**Consigne 1:** Indiquez si chacune des affirmations (a), (b) et (c) concorde avec le texte sur la corruption au Québec reproduit ci-dessous, en répondant par oui ou par non et en citant textuellement les mots du texte qui tranchent. (a) Le premier ministre Jean Charest accepte la tenue d'une commission d'enquête. (b) L'émission Tout le monde en parlait a relaté les événements ayant mené à l'emprisonnement du maire de Ville Saint-Michel. (c) D'après le texte, le système changera tout seul.

Avez-vous dit «corruption»?

Admettre que la corruption organisée fasse partie de nos moeurs au Québec, c'est aussi devenir complice de tous ces voyous qui s'enrichissent sur le dos des pauvres gens partout dans le monde. On ne peut pas accepter de se croiser les bras et de regarder ailleurs pour ne pas être dérangé.

Géopolitique — médiamensonges des élites


On en parle depuis des mois et des mois. De temps en temps, on entend dire que des policiers ont fait une descente dans un bureau quelque part, ils ont sorti quelques précieuses boîtes, et puis, plus rien. Pendant ce temps-là, c'est l'été et le Québec tout entier est un véritable chantier de construction. On répare, on bouche des trous, on démolit quand c'est nécessaire. Partout, la machinerie s'affiche sous des noms bien connus. Pourtant, une chose reste sûre: pour le citoyen qui suit l'actualité à l'œil nu, rien n'a changé. Il a beau réclamer une commission d'enquête, faire valoir que ce sera la seule façon de faire le ménage, qu'il faut rendre publics le système tel qu'il existe et les noms de ceux qui en profitent. La réponse du premier ministre Jean Charest reste la même: niet.
Il fait si chaud que la tentation est grande de repousser sur le brûleur à l'arrière du poêle cette question de corruption qui donne envie de vomir tellement elle sent mauvais. Sauf que nous savons aussi qu'elle ne s'en ira pas toute seule et que si nous ne jouons pas notre rôle de citoyen, rien ne va changer. Nous le savons parce que nous l'avons déjà vécu. Le Québec a été une terre fertile pour la corruption à travers le temps et la seule consolation que nous pouvons avoir, c'est bien de nous dire que nous ne sommes pas les seuls et que c'est bien pire dans certains coins de la planète. Mince consolation, il est vrai.
L'excellente émission de Radio-Canada Tout le monde en parlait a raconté cette semaine les événements qui ont mené à l'emprisonnement du maire de Ville Saint-Michel pour cause de corruption, à la fin des années 1960. On y a souligné qu'il est difficile de déterminer qui est le plus coupable en cas de corruption: celui qui paye ou celui qui reçoit l'argent? La corruption est une affaire qui se joue à au moins deux...
Le système ne changera pas tout seul. Pourquoi changerait-il d'ailleurs puisque ceux qui en profitent ne veulent pas voir le système leur filer entre les doigts, et que ceux qui savaient déjà et jouaient les complices silencieux doivent aussi y trouver leur compte finalement?

**Données de l'exercice:**
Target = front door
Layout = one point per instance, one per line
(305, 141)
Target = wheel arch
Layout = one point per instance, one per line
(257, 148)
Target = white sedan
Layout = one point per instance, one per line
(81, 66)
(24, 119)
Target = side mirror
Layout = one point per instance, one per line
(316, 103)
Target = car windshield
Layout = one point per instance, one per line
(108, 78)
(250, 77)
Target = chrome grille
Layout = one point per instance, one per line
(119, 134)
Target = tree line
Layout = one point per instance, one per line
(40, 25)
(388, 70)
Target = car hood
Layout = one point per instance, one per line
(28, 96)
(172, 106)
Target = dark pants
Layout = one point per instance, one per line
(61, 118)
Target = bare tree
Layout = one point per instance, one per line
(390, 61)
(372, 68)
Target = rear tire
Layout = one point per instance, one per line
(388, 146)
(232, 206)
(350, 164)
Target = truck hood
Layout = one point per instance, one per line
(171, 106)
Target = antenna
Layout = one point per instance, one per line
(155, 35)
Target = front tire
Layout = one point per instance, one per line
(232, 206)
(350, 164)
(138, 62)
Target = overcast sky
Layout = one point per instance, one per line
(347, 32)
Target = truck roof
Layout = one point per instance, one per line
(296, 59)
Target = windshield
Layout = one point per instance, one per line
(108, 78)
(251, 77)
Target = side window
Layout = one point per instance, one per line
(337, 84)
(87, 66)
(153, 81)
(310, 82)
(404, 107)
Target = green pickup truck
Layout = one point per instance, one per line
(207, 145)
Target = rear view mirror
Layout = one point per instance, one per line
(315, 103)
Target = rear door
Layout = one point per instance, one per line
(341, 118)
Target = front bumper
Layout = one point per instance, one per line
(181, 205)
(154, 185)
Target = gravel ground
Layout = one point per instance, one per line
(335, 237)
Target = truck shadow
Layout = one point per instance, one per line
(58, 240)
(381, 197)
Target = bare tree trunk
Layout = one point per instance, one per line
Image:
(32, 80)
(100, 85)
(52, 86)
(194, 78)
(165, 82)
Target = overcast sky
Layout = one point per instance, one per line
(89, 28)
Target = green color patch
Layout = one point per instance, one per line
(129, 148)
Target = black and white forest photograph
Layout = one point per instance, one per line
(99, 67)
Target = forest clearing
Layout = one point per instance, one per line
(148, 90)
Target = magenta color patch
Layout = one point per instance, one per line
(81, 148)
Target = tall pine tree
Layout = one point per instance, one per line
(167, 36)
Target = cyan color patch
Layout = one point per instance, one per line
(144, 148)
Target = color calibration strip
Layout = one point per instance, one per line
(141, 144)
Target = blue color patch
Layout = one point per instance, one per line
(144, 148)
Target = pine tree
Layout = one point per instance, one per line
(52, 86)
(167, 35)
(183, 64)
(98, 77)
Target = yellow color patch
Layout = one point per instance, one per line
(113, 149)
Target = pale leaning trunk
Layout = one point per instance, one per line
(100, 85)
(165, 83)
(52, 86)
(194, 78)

**Consigne 2:** Extrayez des enregistrements chaque ligne contenant la chaîne « color ». La casse est significative.

**Réponse attendue 1:**
(a) Non : « La réponse du premier ministre Jean Charest reste la même: niet. »
(b) Oui : « L'excellente émission de Radio-Canada Tout le monde en parlait a raconté cette semaine les événements qui ont mené à l'emprisonnement du maire de Ville Saint-Michel pour cause de corruption, à la fin des années 1960. »
(c) Non : « Le système ne changera pas tout seul. »

**Réponse attendue 2:**
Target = green color patch
Target = magenta color patch
Target = cyan color patch
Target = color calibration strip
Target = blue color patch
Target = yellow color patch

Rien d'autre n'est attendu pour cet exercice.